Therefore, the evaluation and optimization of keyboard design have become hot topics of psychological, technical, and ergonomic research. Variable keyboard designs and concepts have constantly been proposed by input method editor (IME) companies and researchers to optimize input experience and efficiency, including layout-changed and character-reordered keyboards: Microsoft WordFlow Keyboard¹³, Functional Button Area in Glory of Kings¹⁴, IJQWERTY¹⁵, and Quasi-QWERTY¹⁶.

Existing evaluation methods of keyboard design vary from researcher to researcher except for several highly accepted indicators, and more accurate indicators are proposed. However, with a variety of indicators, there is not a summarized and systematic protocol provided to demonstrate the process of evaluating and analyzing the keyboard design. Fitts’ Law¹⁷ and its extended version FFitts Law¹⁸, which described human-computer interaction, were widely adopted to evaluate keyboard performance^19,20,21,22. Moreover, the functional area of the thumb was proposed to improve keyboard design, and it described a curved motion area for the thumb to comfortably complete the input task²³. Based on these theories, indicators including word per minute, word error rate, and subjective feedback (perceived usability, perceived performance, perceived speed, subjective workload, perceived exertion and pain, and intent to use, etc.), which were highly adopted, were partially used in previous studies^{24,25,26,27,28,29} except for modeling and simulation methods. In addition, the fitted ellipse of touchpoints on each button and its offset^30,31 were used in recent years to investigate the accurate performance of inputting events. Also, the galvanic skin response, heart rate, electromyographic activity, hand gesture, and body movement^32,33,34,35 were adopted to directly or indirectly evaluate muscle fatigue, comfort, and satisfaction of the users. However, these various methods lack reflection on the appropriateness of the indicators used, and a novice researcher may be confused to select the appropriate indicators for his or her research.
※
▶ _What the task asks_
Resume the passage on keyboard design evaluation, picking up after its final sentence. The items that come next have no connection to the passage on keyboard design evaluation.
※
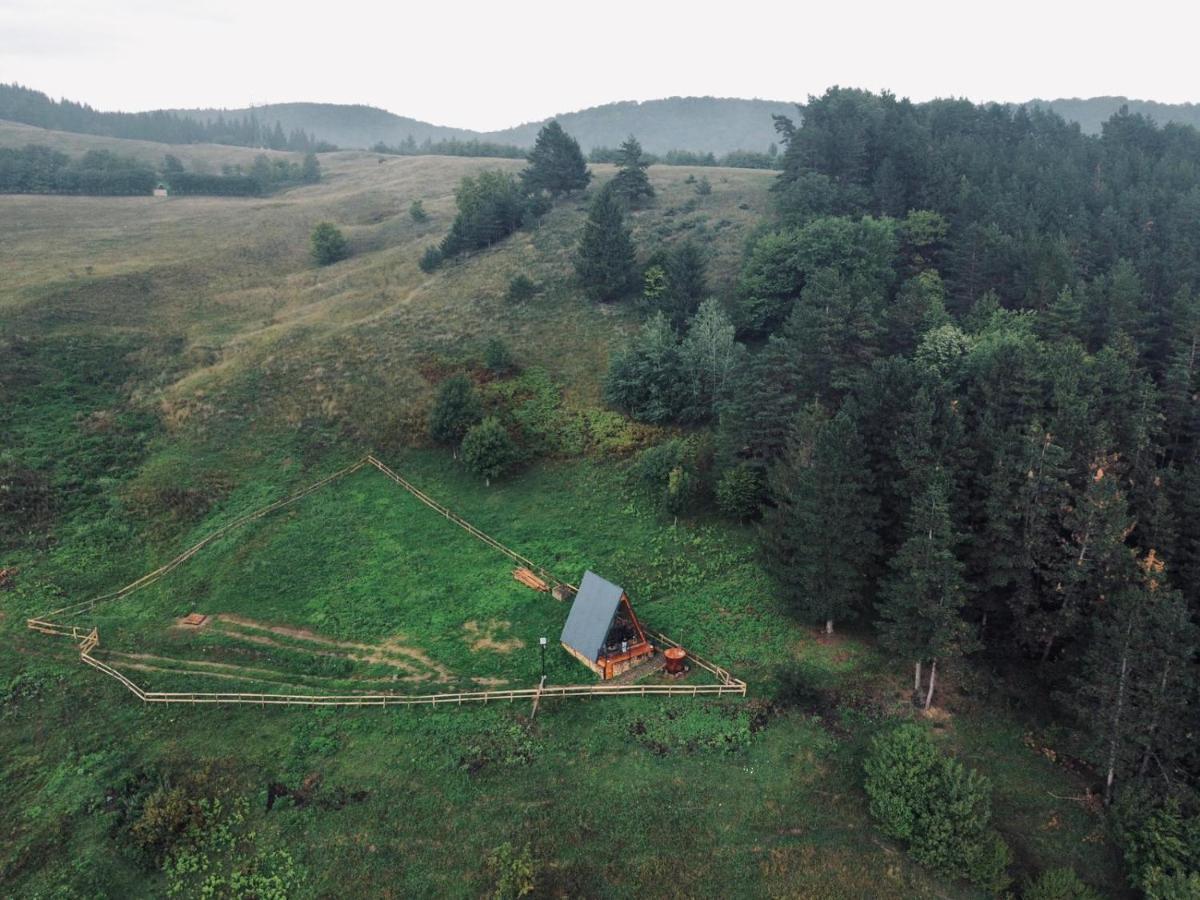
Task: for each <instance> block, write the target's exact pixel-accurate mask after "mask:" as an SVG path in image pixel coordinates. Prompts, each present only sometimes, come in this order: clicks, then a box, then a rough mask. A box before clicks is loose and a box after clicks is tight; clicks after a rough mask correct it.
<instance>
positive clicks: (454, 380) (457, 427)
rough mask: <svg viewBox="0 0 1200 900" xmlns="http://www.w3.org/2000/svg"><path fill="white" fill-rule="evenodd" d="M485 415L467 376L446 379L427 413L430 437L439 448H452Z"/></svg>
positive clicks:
※
▶ _Response to this exercise_
The research about keyboard design is also easy to be conducted, operated, and analyzed. With the boom of screen technology, more behavioral data could be easily collected to evaluate the keyboard design in-depth (e.g., the transition time between two keys and the coordinate data of each touchpoint). Based on the mentioned data, researchers could precisely explore the details of keyboard design and analyze its disadvantages and advantages. When compared with other human-computer interaction research, the research of keyboard design on portable smartphones also has high application value for its vast user base with no expensive equipment, complicated materials, or huge laboratory space needed. The questionnaires, scales, and Python script about the research are open-source and easy to access.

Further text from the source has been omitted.